Actions to take ▸
1. Summarize the text on Marco Polo and Korčula in two sentences.
2. Transcribe the passage of the text on Marco Polo and Korčula from "That is why" to "story widens beautifully.".

━━━ Extract provided ━━━

Some journeys begin with a ship leaving harbour. Others begin with a story held inside stone walls, sea wind, and the memory of an island.
Marco Polo belongs to both. To world history, he is the great medieval traveller whose accounts opened Europe’s imagination to the East. To Korčula, he is something more intimate: a figure woven into local tradition, connected to the island’s old town, where a house long associated with his name still stands among narrow lanes and weathered stone.

The claim that Marco Polo was born on Korčula remains a matter of debate, and that distinction is important. Yet travel is not shaped only by certainty. It is also shaped by the stories places preserve, the legends they carry, and the atmosphere that makes those stories feel possible. On Korčula, where the Adriatic has always been a corridor of sailors, merchants, languages, and empires, the idea of Marco Polo feels less like an invention than an echo.
Now, that echo travels inland. At Trakošćan Castle, one of Croatia’s most romantic cultural landmarks, the exhibition A Wondrous Journey to the East invites visitors to follow the symbolic path from the Adriatic world toward the Silk Road, from medieval Europe toward Asia, and from local legend toward global cultural exchange.

From Korčula’s Adriatic Legend to the Silk Road’s Eastern Horizons
There is something irresistibly poetic about placing the beginning of Marco Polo’s story on the Croatian coast. Korčula feels made for such a legend: fortified, sea-facing, elegant in its restraint, and shaped by centuries of movement across the Adriatic.
Its old town does not need to insist too loudly. It suggests. Narrow streets open toward glimpses of blue water. Stone houses hold the silence of long histories. The island’s seafaring identity makes the Marco Polo tradition feel emotionally convincing, even where historical certainty remains elusive.
This is where the story gains its Croatian depth. The Adriatic was never a closed sea. It was a route of exchange, ambition, risk, and return. Goods moved across it. Families built fortunes through it. Ideas travelled with sailors, merchants, diplomats, and adventurers. In that world, identity was rarely simple. It belonged to ports, republics, islands, languages, and empires all at once.
That is why the Korčula connection matters, even when handled carefully. It gives Marco Polo’s story a sense of atmosphere before it becomes legend. Before the great journey to Asia, before the descriptions of imperial cities and distant courts, there is the possibility of an Adriatic beginning: salt, stone, ships, and the restlessness of the sea.

A Castle Exhibition Where Croatia, China, and the Silk Road Meet
At Trakošćan Castle, the story widens beautifully.

━━━ Entries ━━━

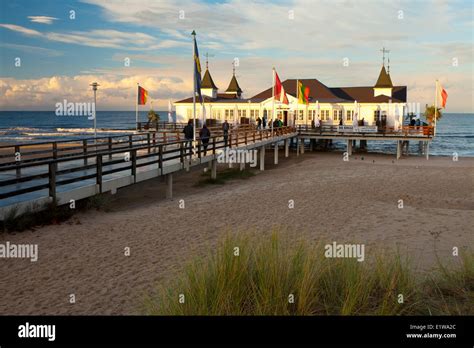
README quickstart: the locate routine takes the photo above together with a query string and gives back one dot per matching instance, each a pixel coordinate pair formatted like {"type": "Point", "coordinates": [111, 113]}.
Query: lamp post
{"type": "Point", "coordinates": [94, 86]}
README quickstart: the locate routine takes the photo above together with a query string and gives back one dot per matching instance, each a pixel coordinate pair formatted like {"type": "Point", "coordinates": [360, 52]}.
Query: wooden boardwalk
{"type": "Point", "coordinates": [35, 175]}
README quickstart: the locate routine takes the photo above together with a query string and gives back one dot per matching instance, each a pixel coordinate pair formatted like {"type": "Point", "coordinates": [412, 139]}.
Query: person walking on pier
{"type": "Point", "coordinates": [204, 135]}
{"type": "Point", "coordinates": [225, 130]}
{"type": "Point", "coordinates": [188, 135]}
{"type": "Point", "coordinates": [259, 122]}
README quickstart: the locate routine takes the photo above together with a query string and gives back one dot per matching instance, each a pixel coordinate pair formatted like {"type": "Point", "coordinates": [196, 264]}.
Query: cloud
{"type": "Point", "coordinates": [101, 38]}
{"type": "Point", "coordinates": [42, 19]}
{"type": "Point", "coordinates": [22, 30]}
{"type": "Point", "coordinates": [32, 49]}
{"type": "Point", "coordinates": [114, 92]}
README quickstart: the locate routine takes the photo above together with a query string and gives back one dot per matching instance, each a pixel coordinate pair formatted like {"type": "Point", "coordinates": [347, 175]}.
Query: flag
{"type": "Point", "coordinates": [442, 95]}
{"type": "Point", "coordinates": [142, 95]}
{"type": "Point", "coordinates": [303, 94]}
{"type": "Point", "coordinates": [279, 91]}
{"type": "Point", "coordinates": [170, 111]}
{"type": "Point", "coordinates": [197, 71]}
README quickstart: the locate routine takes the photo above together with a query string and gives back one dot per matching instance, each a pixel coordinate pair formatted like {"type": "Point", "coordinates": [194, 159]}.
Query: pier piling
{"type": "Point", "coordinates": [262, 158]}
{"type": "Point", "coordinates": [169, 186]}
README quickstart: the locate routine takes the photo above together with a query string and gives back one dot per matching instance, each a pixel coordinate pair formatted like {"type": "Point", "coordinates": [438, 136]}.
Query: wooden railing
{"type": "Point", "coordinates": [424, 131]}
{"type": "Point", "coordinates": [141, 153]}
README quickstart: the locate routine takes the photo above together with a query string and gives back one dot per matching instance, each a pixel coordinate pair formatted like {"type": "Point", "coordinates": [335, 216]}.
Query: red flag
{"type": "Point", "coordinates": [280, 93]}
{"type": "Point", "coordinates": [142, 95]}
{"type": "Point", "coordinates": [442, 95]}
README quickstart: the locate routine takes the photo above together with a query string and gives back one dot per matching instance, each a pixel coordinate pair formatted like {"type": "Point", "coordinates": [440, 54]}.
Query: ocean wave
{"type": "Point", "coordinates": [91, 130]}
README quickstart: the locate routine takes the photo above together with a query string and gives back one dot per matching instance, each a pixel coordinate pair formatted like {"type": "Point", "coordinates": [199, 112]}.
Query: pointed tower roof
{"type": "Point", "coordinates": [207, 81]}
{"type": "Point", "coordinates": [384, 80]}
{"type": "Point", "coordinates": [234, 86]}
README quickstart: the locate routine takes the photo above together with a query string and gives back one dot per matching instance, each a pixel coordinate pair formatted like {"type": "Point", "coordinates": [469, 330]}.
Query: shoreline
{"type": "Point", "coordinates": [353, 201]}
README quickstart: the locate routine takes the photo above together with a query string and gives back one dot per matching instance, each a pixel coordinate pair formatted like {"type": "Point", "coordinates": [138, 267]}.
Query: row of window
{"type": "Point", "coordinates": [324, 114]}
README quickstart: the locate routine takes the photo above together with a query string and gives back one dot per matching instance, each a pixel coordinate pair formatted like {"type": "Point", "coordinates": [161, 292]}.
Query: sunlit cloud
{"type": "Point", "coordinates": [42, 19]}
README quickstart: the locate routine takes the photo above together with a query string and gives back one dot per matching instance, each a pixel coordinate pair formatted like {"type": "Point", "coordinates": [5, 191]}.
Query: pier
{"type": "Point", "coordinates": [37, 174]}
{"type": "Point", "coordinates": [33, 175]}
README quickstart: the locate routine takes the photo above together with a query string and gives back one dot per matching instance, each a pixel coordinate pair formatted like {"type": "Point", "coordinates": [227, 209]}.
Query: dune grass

━━━

Results ▸
1. The claim that Marco Polo was born on Korčula remains a matter of debate, yet the island's old town, where a house long associated with his name still stands, and its seafaring Adriatic past make the tradition feel emotionally convincing. At Trakošćan Castle, the exhibition A Wondrous Journey to the East invites visitors to follow a symbolic path from the Adriatic world toward the Silk Road and from local legend toward global cultural exchange.

2.
That is why the Korčula connection matters, even when handled carefully. It gives Marco Polo’s story a sense of atmosphere before it becomes legend. Before the great journey to Asia, before the descriptions of imperial cities and distant courts, there is the possibility of an Adriatic beginning: salt, stone, ships, and the restlessness of the sea.

A Castle Exhibition Where Croatia, China, and the Silk Road Meet
At Trakošćan Castle, the story widens beautifully.